# Problem to work on
Copy the records below word for word, leaving out nothing.

Records drawn from a dataset

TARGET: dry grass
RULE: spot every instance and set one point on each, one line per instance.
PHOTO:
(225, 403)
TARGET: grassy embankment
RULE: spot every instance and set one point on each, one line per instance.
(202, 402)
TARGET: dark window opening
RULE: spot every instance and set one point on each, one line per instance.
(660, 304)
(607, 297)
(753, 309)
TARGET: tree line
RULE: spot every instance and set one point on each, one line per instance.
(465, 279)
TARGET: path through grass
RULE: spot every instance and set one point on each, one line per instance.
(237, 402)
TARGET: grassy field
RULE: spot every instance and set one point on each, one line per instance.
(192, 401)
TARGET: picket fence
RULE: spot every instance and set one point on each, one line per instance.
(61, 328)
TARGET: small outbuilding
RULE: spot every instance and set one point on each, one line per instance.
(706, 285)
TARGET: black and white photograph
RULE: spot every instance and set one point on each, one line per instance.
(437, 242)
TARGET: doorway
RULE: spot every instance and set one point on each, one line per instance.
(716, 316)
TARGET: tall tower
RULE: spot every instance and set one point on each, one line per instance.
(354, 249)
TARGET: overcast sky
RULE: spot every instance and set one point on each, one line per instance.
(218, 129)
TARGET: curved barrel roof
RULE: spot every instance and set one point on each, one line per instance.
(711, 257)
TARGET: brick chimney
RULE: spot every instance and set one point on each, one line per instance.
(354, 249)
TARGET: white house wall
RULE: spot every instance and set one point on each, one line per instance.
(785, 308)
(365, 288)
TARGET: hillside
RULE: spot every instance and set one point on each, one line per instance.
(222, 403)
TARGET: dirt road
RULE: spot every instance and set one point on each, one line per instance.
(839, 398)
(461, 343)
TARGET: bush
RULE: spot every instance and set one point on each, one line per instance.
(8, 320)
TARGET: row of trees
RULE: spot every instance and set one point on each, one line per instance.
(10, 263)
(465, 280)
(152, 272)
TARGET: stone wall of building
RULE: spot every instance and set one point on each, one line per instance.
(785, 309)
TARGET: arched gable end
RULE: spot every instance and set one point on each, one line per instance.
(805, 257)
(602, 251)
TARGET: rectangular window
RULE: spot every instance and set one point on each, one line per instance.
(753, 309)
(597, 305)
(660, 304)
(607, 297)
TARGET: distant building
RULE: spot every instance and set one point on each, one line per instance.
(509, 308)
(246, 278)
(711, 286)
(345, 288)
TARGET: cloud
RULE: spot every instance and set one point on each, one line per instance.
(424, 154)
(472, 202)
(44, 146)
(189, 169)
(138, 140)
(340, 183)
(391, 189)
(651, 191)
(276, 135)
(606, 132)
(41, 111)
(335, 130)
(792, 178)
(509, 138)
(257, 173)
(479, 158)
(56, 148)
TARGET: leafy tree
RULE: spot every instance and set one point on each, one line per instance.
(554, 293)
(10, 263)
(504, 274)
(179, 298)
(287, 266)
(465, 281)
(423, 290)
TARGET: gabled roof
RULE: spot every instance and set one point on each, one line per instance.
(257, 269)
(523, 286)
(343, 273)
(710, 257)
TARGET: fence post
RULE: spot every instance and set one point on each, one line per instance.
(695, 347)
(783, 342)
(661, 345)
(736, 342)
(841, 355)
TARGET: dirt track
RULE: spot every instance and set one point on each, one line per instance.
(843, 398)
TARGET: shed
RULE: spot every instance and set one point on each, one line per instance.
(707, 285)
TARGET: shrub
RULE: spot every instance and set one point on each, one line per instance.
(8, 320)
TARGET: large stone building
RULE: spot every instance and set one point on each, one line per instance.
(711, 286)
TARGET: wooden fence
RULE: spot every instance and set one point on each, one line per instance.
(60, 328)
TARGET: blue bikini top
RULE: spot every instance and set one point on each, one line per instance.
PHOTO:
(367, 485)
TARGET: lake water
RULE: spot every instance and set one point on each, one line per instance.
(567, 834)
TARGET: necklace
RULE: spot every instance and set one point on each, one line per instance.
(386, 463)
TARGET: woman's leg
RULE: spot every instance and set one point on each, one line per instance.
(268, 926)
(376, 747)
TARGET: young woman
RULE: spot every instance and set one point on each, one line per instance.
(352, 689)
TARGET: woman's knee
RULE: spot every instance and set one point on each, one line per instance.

# Output
TARGET: dry grass
RULE: spot every instance and set one point on each, one line per instance.
PHOTO:
(225, 403)
TARGET: grassy embankment
RULE: spot every instance and set one point on each, one line per instance.
(202, 402)
TARGET: dark window opening
RULE: spot every instance and set one point on each, one line per instance.
(660, 304)
(607, 297)
(753, 309)
TARGET: tree line
RULE: spot every instance and set one point on each, one line per instance.
(465, 279)
TARGET: path through grass
RULE: spot every instance and set one point on each, one line per instance.
(237, 402)
TARGET: grassy field
RULE: spot every instance and set one point on each, one line per instance.
(192, 401)
TARGET: picket fence
RULE: spot every instance and set one point on each, one line per instance.
(61, 328)
TARGET: small outbuilding
RULE: spot every instance and set one point on each, one line per instance.
(706, 285)
TARGET: black and white photograph
RULE: spot every instance and set one point on each, one line per instance.
(437, 242)
TARGET: doorway
RULE: spot every instance and set one point on each, one line per instance.
(716, 316)
TARGET: tall tower
RULE: spot every instance and set one point on each, one line per instance.
(354, 249)
TARGET: overcast sky
RULE: spot every instance and set one point on each, one line per instance.
(218, 129)
TARGET: curved barrel roof
RULE: spot every instance and set one point on each, one line per instance.
(711, 257)
TARGET: brick chimney
RULE: spot every instance and set one point on each, one line per instance.
(354, 249)
TARGET: white house wall
RULE: spot every instance and set one point on each, one line per instance.
(785, 308)
(365, 288)
TARGET: hillside
RULE: spot every instance and set one point on each, one line per instance.
(222, 403)
TARGET: dirt road
RULE: spot every instance and set one point on each, one line per instance.
(839, 398)
(461, 343)
TARGET: bush
RULE: spot every instance and set one point on each, one line per instance.
(8, 320)
TARGET: row of trees
RULE: spot every instance and set one point on each, one line per instance.
(10, 263)
(465, 280)
(152, 272)
TARGET: stone wall of building
RULE: spot every instance and set one point on each, one line per instance.
(785, 309)
TARGET: arched gable end
RULE: spot every instance and set one point on each, one line per instance.
(805, 257)
(602, 251)
TARGET: rectangular window
RULE: spot every instance and set one point on each, one line per instance.
(753, 309)
(597, 305)
(660, 304)
(607, 297)
TARGET: distant building
RULE: spot every instance and set one point on each, one line per instance.
(509, 308)
(246, 278)
(711, 286)
(345, 288)
TARGET: cloud
RULE: spot every instance and set one point on each, one line per instance.
(424, 154)
(472, 202)
(44, 146)
(189, 169)
(138, 140)
(340, 183)
(391, 189)
(651, 191)
(276, 135)
(606, 132)
(41, 111)
(335, 130)
(792, 178)
(509, 138)
(257, 173)
(479, 158)
(56, 148)
TARGET: leafy tree
RULE: spot every instance and set one point on each, one line per instance.
(554, 293)
(10, 263)
(504, 274)
(179, 298)
(287, 266)
(465, 281)
(423, 290)
TARGET: gabled roof
RULE: spot every instance and set one point on each, one line per instance.
(257, 269)
(523, 286)
(343, 273)
(710, 257)
TARGET: fence post
RULE: spot every instance and set one point on each, one line per instance.
(695, 347)
(783, 342)
(661, 345)
(736, 342)
(841, 355)
TARGET: dirt track
RULE: spot every instance and set one point on each, one line per instance.
(843, 398)
TARGET: shed
RULE: spot every instance and set one point on each, one line per instance.
(707, 285)
TARGET: shrub
RULE: spot every instance and set one point on each, one line per instance.
(8, 320)
TARGET: large stone building
RULE: spot every instance and set one point on each, one line per instance.
(711, 286)
TARGET: wooden fence
RULE: spot every instance and set one point on each, one line per instance.
(60, 328)
TARGET: blue bikini top
RULE: spot every instance and set one point on each, one line per instance.
PHOTO:
(367, 485)
TARGET: lake water
RULE: spot every instance and set one point on each, one line per instance.
(567, 834)
TARGET: necklace
RULE: spot every instance and set one point on each, one line per instance.
(386, 463)
TARGET: woman's leg
RULE: spot every instance and set one point on each, one line per instance.
(268, 926)
(376, 747)
TARGET: young woman
RULE: spot every instance and set one point on each, one line per instance.
(352, 689)
TARGET: woman's knee
RULE: spot every instance and set one point on each, one line per instance.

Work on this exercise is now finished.